§ Text block:
________
Read NOTES ON OXLEE ON THE TRINITY AND INCARNATION of Coleridge's Literary Remains‚ Volume 4, free online book, by Samuel Taylor Coleridge, on ReadCentral.com.

 1827

Strange ­yet from the date of the book of the Celestial Hierarchies of the pretended Dionysius the Areopagite to that of its translation by Joannes Scotus Erigena, the contemporary of Alfred, and from Scotus to the Rev. John Oxlee in 1815, not unfrequent ­delusion of mistaking Pantheism, disguised in a fancy dress of pious phrases, for a more spiritual and philosophic form of Christian Faith!  Nay, stranger still: ­to imagine with Scotus and Mr. Oxlee that in a scheme which more directly than even the grosser species of Atheism, precludes all moral responsibility and subverts all essential difference of right and wrong, they have found the means of proving and explaining, “the Christian doctrines of the Trinity and Incarnation,” that is, the great and only sufficient antidotes of the right faith against this insidious poison.  For Pantheism ­trick it up as you will ­is but a painted Atheism.  A mask of perverted Scriptures may hide its ugly face, but cannot change a single feature.

Introduction, .
________
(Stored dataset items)
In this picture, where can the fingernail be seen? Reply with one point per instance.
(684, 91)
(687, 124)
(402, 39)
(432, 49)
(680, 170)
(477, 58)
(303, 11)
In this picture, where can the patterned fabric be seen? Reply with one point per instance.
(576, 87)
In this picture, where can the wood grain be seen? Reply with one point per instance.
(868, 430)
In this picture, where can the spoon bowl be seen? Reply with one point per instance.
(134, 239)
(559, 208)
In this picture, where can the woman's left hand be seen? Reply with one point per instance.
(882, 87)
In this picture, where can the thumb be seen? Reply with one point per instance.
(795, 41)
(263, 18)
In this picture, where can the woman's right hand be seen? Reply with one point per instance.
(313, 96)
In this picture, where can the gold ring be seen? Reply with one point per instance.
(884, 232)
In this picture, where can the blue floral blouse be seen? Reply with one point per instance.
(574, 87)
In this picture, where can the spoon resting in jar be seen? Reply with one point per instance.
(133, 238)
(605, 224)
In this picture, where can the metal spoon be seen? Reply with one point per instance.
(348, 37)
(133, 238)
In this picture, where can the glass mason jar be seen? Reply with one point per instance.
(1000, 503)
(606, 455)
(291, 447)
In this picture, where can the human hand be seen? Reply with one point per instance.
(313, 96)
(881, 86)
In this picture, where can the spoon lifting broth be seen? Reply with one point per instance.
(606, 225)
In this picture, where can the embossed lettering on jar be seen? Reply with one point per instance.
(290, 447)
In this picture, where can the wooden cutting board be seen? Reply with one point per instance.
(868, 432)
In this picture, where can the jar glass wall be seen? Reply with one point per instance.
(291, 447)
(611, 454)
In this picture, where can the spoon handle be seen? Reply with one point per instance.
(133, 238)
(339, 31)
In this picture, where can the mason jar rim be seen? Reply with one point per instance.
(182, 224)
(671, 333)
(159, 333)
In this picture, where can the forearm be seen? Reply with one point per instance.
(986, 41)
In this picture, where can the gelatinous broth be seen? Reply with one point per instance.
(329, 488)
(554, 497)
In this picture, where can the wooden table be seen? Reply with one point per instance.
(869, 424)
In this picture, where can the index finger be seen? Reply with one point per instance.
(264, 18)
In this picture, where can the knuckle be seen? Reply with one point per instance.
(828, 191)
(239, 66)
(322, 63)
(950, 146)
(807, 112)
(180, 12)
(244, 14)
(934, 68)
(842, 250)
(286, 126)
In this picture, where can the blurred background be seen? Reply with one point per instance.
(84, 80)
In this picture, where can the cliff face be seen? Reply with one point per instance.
________
§ Tasks to complete:
• 1. According to the notes on Oxlee, what is Pantheism, however it is tricked up?
• 2. Write out the notes on Oxlee again, starting at the words "Read NOTES ON" and stopping after "Coleridge, on ReadCentral.com.", and swap "free online book" for "digital edition".

§ Full answers:
• 1. It is but a painted Atheism.

• 2.
Read NOTES ON OXLEE ON THE TRINITY AND INCARNATION of Coleridge's Literary Remains‚ Volume 4, digital edition, by Samuel Taylor Coleridge, on ReadCentral.com.